[Saved data entries]

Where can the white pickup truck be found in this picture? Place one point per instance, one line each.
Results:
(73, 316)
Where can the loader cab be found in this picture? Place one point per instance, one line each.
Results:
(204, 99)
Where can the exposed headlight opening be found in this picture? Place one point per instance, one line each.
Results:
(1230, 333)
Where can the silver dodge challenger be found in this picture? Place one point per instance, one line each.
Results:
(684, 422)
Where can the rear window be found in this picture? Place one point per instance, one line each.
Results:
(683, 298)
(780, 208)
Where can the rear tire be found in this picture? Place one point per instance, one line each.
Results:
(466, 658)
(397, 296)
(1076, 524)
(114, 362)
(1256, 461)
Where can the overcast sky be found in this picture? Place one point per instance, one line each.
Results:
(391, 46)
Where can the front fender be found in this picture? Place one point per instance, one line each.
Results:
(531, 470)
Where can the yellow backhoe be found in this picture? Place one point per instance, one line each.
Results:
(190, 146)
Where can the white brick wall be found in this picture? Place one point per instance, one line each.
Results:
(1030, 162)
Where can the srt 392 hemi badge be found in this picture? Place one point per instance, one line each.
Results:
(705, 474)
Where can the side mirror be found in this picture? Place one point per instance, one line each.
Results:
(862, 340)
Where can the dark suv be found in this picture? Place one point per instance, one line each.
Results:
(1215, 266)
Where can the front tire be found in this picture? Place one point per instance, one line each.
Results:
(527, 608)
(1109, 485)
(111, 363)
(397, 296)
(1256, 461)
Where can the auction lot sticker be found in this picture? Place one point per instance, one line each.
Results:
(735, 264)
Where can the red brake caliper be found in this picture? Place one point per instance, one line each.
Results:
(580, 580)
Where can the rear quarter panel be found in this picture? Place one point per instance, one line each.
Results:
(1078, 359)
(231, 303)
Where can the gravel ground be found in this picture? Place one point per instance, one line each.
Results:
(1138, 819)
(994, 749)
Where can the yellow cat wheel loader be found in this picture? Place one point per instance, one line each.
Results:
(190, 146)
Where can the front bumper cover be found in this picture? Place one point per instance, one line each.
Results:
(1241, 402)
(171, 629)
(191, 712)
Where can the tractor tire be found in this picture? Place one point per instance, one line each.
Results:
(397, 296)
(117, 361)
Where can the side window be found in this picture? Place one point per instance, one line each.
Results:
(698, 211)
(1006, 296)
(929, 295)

- **STATED GOAL**: Copy out every item above, line for line, with no changes.

- **TASK ANSWER**:
Where can the white pickup truck be found in this picture? Place one point per instance, one line each.
Results:
(73, 316)
Where can the loader cab be found in this picture? Place one point per instance, one line each.
Results:
(204, 99)
Where can the exposed headlight opening be found in this picture? Place one point per instance, one line each.
Results:
(1230, 333)
Where can the silver dodge challenger be found in this picture? Place one point per instance, one line each.
Results:
(684, 422)
Where can the rear window be found in this picture? Place one point per instance, one line each.
Results:
(683, 298)
(780, 208)
Where can the rear tire be found in this picture? Place one point per instance, one line each.
Results:
(466, 658)
(397, 296)
(1076, 524)
(114, 362)
(1256, 461)
Where can the overcast sky be found in this picture? Place one point per instance, one line each.
Results:
(391, 46)
Where can the front fender be found in this picture? Place one point per instance, one line each.
Results:
(531, 470)
Where can the yellow backhoe be found in this picture? Place one point per instance, one line each.
Results:
(190, 146)
Where can the white brick wall be found in this picture? Place one point per instance, one line each.
Results:
(1030, 162)
Where can the srt 392 hemi badge be found in this picture? Place one point per instance, one line each.
Results:
(705, 474)
Where can the side mirror be found in this picture? Place one point per instance, one line each.
Results:
(862, 340)
Where can the dark suv be found in this picture? Place one point per instance, one line each.
Results:
(1215, 266)
Where can the front tire be found in this picture? Place one point per instance, one line each.
Results:
(527, 608)
(1109, 485)
(111, 363)
(397, 296)
(1256, 461)
Where can the auction lot sticker be found in this picture? Place one point per instance, one line each.
Results:
(735, 264)
Where can the red brake caliper be found in this picture? Place one point per instance, one line each.
Results:
(580, 580)
Where can the rear quarter panel be found in this picture? Place one point per instance, one line each.
Results:
(1078, 359)
(231, 303)
Where can the gravel ground be found in this picture? Place one point per instance, one line each.
Results:
(1138, 819)
(994, 749)
Where can the yellow cat wheel loader be found in this picture? Place one point per instance, one line each.
Results:
(190, 146)
Where can the front bumper cover be found in this picture? Place one point per instance, one line each.
Results:
(1241, 402)
(171, 629)
(191, 712)
Where can the tractor tire be found in this picture? Place one point per instance, one line each.
Results:
(397, 296)
(117, 361)
Where can the side window be found in this picture? Place one point per instance, one line each.
Results:
(698, 211)
(1006, 296)
(929, 295)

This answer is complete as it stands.